**Challenge**:
How many lines of the records that follow contain the string "below", with case counting? Reply with the number alone.

**Dataset entries**:
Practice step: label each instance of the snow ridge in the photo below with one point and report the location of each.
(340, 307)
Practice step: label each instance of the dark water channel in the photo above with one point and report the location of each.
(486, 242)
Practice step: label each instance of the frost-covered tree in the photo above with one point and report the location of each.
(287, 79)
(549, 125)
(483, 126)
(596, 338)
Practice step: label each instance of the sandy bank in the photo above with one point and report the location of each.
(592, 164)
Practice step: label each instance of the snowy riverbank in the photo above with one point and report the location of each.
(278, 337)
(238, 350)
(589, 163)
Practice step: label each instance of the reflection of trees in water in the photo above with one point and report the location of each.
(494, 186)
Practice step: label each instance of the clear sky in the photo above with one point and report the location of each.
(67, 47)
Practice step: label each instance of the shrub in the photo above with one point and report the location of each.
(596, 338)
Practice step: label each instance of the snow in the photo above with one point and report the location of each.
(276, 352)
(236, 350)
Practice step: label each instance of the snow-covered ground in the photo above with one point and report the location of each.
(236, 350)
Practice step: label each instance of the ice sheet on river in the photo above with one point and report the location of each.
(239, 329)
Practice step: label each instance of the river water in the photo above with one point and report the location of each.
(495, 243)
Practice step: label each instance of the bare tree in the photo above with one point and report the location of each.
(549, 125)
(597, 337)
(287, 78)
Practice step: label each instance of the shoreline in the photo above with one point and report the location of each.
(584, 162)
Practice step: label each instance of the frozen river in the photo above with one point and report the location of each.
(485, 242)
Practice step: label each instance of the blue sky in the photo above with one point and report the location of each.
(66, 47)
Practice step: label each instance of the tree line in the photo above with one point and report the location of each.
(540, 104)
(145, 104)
---
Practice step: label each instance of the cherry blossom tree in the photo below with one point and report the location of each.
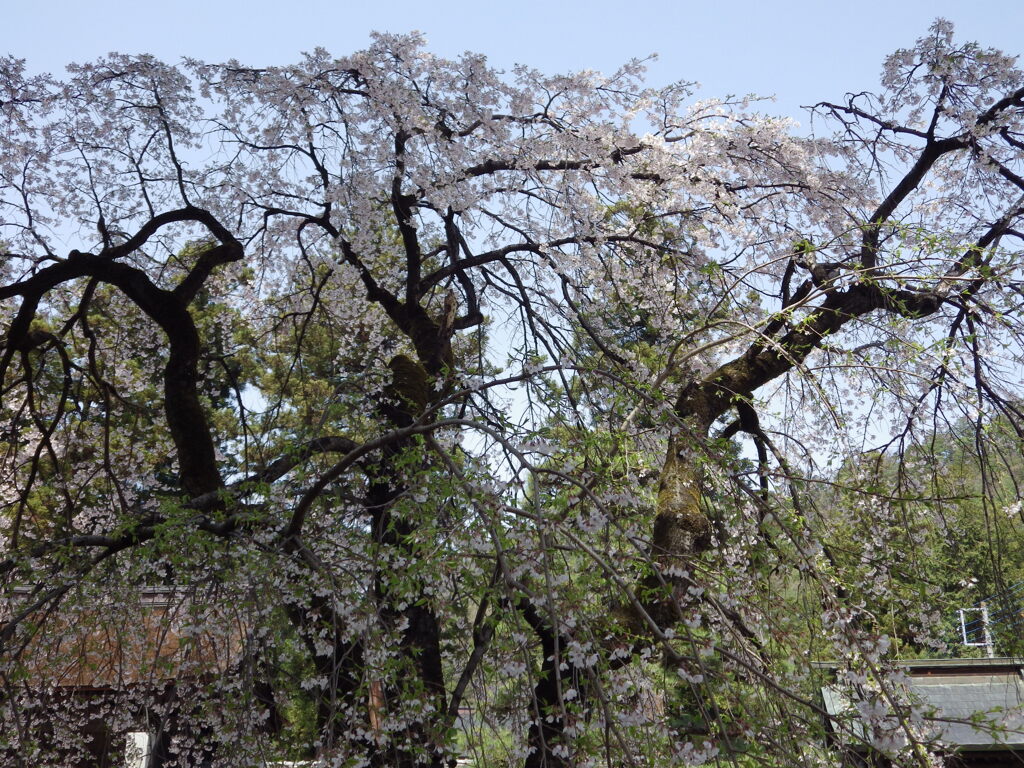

**Task output**:
2